╭─ Given data

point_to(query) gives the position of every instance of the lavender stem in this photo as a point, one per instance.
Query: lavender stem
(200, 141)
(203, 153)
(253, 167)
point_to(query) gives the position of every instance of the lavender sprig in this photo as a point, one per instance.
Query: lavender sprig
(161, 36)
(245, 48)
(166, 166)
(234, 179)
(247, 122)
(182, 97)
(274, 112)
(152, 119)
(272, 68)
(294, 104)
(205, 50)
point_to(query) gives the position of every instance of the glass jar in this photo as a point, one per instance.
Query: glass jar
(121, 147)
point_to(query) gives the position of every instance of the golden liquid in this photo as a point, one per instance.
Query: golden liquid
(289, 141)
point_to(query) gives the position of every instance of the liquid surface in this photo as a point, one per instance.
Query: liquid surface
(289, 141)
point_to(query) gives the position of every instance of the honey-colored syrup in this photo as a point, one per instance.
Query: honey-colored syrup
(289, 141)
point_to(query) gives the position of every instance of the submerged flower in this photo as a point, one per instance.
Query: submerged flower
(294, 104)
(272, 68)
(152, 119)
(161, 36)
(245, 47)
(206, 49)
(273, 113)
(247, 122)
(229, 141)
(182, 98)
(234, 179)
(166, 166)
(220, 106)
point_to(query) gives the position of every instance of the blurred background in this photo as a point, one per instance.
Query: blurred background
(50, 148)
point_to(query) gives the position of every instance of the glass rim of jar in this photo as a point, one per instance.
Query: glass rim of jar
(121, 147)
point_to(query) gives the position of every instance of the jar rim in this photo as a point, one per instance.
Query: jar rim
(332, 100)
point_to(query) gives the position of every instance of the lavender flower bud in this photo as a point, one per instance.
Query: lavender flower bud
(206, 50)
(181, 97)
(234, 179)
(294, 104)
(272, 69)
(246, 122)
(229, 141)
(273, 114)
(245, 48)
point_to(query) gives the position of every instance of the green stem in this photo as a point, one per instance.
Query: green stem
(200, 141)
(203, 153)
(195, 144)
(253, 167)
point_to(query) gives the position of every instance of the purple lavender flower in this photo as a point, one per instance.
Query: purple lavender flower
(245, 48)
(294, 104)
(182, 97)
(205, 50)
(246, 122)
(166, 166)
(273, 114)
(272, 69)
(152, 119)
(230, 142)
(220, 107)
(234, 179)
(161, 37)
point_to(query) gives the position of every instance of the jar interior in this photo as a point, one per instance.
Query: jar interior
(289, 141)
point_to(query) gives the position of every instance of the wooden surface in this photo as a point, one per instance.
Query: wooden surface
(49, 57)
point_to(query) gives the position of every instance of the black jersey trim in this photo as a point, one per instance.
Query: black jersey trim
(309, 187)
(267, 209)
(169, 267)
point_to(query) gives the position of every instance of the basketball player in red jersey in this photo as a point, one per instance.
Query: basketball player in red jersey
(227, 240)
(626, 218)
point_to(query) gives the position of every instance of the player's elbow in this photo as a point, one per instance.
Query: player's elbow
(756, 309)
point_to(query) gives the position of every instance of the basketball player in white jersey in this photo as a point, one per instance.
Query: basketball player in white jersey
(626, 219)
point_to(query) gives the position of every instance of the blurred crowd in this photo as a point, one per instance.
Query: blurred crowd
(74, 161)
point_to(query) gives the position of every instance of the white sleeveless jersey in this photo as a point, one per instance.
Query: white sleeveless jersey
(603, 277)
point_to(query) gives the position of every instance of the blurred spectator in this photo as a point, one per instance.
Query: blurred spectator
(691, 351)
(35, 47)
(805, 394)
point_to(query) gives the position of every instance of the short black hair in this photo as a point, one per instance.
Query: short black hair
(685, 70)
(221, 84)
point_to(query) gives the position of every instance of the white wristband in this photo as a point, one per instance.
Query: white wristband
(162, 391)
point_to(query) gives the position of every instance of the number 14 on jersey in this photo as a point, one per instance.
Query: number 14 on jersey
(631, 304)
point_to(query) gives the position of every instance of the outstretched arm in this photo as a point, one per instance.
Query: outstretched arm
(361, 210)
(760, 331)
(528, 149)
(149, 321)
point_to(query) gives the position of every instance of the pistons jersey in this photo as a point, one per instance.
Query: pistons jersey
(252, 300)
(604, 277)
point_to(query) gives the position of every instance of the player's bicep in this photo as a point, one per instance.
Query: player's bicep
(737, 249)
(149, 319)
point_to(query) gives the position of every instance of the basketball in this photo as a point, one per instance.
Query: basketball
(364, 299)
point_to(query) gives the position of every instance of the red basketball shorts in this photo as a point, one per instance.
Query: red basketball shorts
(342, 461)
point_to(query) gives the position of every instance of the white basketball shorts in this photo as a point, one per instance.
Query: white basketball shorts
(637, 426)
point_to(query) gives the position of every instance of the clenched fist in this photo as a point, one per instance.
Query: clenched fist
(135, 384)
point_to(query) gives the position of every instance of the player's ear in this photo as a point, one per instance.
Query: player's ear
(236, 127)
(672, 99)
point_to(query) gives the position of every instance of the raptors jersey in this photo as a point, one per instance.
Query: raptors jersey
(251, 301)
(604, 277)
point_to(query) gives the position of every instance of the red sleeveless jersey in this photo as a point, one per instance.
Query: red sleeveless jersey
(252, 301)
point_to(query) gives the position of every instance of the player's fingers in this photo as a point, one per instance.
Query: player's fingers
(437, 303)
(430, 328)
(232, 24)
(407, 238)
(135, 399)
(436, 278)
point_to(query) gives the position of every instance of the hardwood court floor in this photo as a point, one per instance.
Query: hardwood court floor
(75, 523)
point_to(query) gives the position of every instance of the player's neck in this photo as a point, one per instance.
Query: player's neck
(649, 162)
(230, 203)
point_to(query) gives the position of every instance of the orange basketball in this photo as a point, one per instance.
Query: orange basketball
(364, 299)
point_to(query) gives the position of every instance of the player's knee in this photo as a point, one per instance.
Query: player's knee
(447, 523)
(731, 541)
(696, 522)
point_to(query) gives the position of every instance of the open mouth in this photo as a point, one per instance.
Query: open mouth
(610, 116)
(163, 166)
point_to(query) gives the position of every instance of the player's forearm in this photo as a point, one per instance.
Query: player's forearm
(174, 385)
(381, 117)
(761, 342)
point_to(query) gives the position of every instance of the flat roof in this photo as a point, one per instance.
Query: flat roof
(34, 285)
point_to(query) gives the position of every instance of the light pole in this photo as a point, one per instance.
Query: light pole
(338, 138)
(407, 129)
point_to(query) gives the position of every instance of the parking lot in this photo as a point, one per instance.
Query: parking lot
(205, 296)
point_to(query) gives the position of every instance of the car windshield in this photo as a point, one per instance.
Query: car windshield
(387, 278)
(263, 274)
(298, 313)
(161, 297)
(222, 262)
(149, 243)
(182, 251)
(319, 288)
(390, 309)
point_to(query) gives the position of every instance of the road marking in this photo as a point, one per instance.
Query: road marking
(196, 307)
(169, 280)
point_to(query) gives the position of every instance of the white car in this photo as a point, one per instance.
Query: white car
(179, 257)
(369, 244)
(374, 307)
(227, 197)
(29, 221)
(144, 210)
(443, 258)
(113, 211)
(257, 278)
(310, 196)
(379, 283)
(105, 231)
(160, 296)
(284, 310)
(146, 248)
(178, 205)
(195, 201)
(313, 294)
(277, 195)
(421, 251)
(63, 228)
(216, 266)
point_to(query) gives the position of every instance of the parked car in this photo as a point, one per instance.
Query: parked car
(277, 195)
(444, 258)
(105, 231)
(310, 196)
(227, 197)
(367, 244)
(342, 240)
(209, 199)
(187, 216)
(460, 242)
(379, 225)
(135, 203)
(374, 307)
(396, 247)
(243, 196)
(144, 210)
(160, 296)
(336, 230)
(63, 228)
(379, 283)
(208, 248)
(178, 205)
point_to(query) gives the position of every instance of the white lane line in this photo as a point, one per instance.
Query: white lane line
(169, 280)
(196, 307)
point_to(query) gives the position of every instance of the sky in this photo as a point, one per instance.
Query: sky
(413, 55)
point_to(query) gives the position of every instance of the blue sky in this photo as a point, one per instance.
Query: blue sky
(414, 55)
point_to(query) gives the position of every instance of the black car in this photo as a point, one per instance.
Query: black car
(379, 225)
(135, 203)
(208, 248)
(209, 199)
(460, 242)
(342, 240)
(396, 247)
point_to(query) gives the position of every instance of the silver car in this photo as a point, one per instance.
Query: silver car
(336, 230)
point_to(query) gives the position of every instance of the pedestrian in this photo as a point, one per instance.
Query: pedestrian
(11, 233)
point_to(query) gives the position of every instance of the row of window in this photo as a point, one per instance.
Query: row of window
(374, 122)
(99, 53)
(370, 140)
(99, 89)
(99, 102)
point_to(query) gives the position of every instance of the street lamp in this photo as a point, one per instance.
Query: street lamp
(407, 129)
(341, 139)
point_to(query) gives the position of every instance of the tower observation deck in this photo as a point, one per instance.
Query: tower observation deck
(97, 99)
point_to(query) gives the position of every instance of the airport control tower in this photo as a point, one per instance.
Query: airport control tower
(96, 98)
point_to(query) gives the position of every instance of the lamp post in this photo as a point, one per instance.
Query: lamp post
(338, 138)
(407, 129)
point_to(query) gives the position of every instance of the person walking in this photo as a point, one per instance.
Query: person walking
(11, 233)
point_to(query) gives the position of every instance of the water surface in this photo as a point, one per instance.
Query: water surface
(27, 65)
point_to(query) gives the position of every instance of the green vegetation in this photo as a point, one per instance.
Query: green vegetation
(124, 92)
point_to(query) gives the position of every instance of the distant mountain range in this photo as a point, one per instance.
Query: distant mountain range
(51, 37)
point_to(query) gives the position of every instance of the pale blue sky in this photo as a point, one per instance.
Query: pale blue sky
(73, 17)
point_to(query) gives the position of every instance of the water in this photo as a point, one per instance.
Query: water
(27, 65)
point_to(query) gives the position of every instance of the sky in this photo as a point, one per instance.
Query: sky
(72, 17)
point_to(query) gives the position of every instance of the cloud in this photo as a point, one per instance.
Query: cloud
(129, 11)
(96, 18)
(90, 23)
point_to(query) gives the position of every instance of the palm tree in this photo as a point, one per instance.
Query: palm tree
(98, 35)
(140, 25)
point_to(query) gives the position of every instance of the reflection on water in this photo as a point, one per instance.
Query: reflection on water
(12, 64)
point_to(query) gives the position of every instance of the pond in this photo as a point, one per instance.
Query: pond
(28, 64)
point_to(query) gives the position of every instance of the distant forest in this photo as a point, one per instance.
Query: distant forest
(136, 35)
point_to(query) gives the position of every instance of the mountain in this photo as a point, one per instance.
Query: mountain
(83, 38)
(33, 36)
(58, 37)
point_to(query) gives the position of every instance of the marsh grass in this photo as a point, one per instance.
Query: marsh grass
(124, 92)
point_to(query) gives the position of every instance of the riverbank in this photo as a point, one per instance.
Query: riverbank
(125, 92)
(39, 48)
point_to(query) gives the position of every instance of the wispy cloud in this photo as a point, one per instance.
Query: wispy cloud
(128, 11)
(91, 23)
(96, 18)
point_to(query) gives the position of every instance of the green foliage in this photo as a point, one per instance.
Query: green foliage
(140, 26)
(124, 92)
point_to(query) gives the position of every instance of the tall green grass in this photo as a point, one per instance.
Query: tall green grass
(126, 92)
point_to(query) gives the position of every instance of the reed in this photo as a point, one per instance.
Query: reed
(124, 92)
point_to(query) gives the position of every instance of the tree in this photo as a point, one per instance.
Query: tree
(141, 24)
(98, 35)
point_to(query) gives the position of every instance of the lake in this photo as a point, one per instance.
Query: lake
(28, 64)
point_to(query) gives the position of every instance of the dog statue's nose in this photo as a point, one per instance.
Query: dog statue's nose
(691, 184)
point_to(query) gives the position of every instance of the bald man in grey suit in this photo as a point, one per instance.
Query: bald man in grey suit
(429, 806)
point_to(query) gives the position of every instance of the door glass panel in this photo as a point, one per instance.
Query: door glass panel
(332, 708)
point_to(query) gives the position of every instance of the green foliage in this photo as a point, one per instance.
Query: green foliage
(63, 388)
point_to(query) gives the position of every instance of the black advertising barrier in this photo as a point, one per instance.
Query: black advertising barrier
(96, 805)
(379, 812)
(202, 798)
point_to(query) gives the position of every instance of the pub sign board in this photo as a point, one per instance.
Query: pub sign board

╰─

Work item | Both the line containing "Query: player's knee" and the line containing "of the light" belong in the answer. Print them and every line above that falls between them exactly, and no others.

Task response |
Query: player's knee
(447, 523)
(731, 541)
(696, 522)
point_to(query) gives the position of every instance of the open mouth in this photo as a point, one per instance.
Query: open mouth
(610, 116)
(163, 166)
point_to(query) gives the position of every instance of the player's forearm in this photo as a point, one per instance.
Query: player's forearm
(174, 385)
(381, 117)
(761, 342)
point_to(query) gives the position of every instance of the flat roof in this photo as a point, one per instance.
Query: flat roof
(34, 285)
point_to(query) gives the position of every instance of the light pole in this photo as a point, one per instance.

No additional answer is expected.